(Saved data entries)
'''

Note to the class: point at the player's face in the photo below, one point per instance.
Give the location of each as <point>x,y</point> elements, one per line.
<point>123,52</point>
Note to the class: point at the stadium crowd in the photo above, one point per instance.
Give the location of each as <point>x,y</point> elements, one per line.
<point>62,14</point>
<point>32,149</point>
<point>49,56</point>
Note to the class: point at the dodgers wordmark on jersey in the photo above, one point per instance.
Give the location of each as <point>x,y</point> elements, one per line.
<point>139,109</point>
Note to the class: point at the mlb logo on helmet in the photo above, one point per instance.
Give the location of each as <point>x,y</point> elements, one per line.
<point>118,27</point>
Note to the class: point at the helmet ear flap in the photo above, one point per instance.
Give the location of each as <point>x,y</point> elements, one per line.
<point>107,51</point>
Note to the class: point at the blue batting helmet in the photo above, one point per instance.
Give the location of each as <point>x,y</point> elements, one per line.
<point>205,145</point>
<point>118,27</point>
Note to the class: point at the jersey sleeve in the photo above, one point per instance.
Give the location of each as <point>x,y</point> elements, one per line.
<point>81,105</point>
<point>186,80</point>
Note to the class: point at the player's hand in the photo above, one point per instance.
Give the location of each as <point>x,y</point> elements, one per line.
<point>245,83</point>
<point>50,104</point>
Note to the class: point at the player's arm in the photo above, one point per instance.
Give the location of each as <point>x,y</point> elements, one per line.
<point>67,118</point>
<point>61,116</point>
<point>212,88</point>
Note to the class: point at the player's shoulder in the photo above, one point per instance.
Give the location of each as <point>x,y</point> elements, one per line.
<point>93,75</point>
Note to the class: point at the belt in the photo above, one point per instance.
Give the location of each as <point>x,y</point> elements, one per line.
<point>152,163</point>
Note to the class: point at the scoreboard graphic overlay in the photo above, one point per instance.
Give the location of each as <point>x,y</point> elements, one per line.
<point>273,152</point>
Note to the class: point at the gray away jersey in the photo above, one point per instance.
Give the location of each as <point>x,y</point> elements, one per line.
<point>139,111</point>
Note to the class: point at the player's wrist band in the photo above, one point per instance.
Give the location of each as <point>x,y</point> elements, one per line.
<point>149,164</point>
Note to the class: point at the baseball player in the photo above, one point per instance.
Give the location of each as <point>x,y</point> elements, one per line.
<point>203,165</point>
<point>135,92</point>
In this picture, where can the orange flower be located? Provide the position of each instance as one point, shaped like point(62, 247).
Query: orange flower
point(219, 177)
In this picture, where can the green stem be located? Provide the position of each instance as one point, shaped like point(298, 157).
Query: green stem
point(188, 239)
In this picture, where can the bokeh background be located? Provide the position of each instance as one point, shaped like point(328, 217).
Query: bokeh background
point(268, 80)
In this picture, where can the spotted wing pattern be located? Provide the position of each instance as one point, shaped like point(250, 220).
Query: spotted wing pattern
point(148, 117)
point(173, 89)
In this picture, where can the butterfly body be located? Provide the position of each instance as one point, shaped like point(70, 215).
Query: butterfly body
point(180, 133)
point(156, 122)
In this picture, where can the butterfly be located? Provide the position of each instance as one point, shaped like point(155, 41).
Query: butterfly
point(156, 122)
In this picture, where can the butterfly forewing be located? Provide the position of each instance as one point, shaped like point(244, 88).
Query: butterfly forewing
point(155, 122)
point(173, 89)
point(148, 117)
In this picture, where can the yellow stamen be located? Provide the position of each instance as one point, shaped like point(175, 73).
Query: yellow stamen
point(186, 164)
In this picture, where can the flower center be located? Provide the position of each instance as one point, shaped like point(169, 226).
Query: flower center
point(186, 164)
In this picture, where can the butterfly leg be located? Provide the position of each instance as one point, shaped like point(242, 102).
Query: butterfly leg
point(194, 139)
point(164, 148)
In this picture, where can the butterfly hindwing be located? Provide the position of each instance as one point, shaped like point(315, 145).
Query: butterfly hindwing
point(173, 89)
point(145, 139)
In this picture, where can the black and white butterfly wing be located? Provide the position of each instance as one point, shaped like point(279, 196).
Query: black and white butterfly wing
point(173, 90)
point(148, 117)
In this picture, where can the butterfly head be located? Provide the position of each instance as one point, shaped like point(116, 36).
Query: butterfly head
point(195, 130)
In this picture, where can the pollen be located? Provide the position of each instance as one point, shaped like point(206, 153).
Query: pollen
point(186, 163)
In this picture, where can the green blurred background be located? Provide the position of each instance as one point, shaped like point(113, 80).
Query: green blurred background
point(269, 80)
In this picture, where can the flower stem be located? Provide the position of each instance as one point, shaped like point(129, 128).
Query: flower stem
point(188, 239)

'''

=== What this task involves ===
Please quote every line of the listing above exactly as it appears.

=== Result ===
Note to the class: point at the player's face in the photo below, one point per instance.
Give the location of each as <point>x,y</point> elements, one per line.
<point>123,52</point>
Note to the class: point at the stadium crowd in the photo above, one point per instance.
Give the location of each as <point>x,y</point> elements, one per line.
<point>62,14</point>
<point>32,149</point>
<point>49,56</point>
Note to the class: point at the dodgers wordmark on jersey in the photo above, one point per instance.
Give the location of each as <point>x,y</point> elements, one per line.
<point>139,109</point>
Note to the class: point at the mlb logo on helmet in the photo above, one point per instance.
Give the location of each as <point>x,y</point> elements, one per line.
<point>118,27</point>
Note to the class: point at the helmet ear flap in the photo above, one point per instance.
Give the location of each as <point>x,y</point> elements, one per line.
<point>107,51</point>
Note to the class: point at the blue batting helmet in the photo above, one point per instance.
Give the location of each as <point>x,y</point> elements, one per line.
<point>205,145</point>
<point>118,27</point>
Note to the class: point at the jersey sleeve in the photo above, one point per instance.
Give the location of each as <point>x,y</point> elements, one per line.
<point>81,105</point>
<point>186,80</point>
Note to the class: point at the player's hand in the photo above, one point per instance.
Give the location of each as <point>x,y</point> elements, one per line.
<point>245,83</point>
<point>50,104</point>
Note to the class: point at the player's arm in the photo above, one point per instance.
Give the location of each as <point>x,y</point> elements, one per line.
<point>67,118</point>
<point>61,116</point>
<point>212,88</point>
Note to the class: point at the player's shoulder in the photo above, one point per instance.
Give the location of each as <point>x,y</point> elements, one per line.
<point>93,75</point>
Note to the class: point at the belt in the photo above, one point per instance.
Give the location of each as <point>x,y</point> elements, one per line.
<point>152,163</point>
Note to the class: point at the scoreboard graphic overlay in the photo above, one point per instance.
Give the location of each as <point>x,y</point> elements, one per line.
<point>273,152</point>
Note to the class: point at the gray away jersey in the photo above, one point per instance.
Give the location of each as <point>x,y</point> elements, one per line.
<point>139,111</point>
Note to the class: point at the player's wrist band in the photo above, one point per instance.
Give the location of each as <point>x,y</point> elements, one per line.
<point>149,164</point>
Note to the class: point at the baseball player in the photo above, one point per instance.
Give the location of each as <point>x,y</point> elements, one per line.
<point>203,165</point>
<point>135,92</point>
In this picture, where can the orange flower be located? Provide the position of each instance as one point, shaped like point(62, 247).
Query: orange flower
point(219, 177)
In this picture, where can the green stem be located? Provide the position of each instance as one point, shaped like point(298, 157).
Query: green stem
point(188, 239)
In this picture, where can the bokeh background be located? Provide the position of each instance as one point, shaped like point(328, 217).
Query: bokeh background
point(268, 80)
In this picture, where can the spotted wing pattern be located? Provide the position of each instance as one point, shaped like point(250, 220).
Query: spotted wing pattern
point(148, 117)
point(173, 89)
In this picture, where can the butterfly body be located? Provide the position of each instance as one point, shaped like point(70, 215).
Query: butterfly body
point(180, 133)
point(156, 122)
In this picture, where can the butterfly be located? Provide the position of each instance as one point, shaped like point(155, 41).
Query: butterfly
point(156, 122)
In this picture, where can the butterfly forewing be located? Provide the position of each instance as one point, shaped like point(244, 88).
Query: butterfly forewing
point(155, 122)
point(173, 89)
point(148, 117)
In this picture, where can the yellow stamen be located? Provide the position of each instance as one point, shaped like point(175, 73).
Query: yellow stamen
point(186, 164)
In this picture, where can the flower center be located? Provide the position of each instance as one point, shaped like point(169, 226).
Query: flower center
point(186, 164)
In this picture, where can the butterfly leg be located? Provide the position of each instance as one point, shaped like point(242, 102).
Query: butterfly leg
point(194, 139)
point(164, 148)
In this picture, where can the butterfly hindwing be located? Provide the position of each instance as one point, shaped like point(315, 145).
Query: butterfly hindwing
point(173, 89)
point(145, 139)
In this picture, where can the black and white butterfly wing be located? Provide the position of each instance as one point, shaped like point(279, 196).
Query: black and white butterfly wing
point(173, 90)
point(148, 117)
In this picture, where can the butterfly head be located? Provide the position of each instance as one point, shaped like point(116, 36).
Query: butterfly head
point(195, 130)
In this picture, where can the pollen be located? Provide the position of each instance as one point, shaped like point(206, 153).
Query: pollen
point(186, 163)
In this picture, where can the green blurred background be located? Provide the position of each instance as one point, shaped like point(113, 80).
Query: green blurred background
point(269, 80)
In this picture, where can the flower stem be located? Provide the position of each instance as one point, shaped like point(129, 128).
Query: flower stem
point(188, 239)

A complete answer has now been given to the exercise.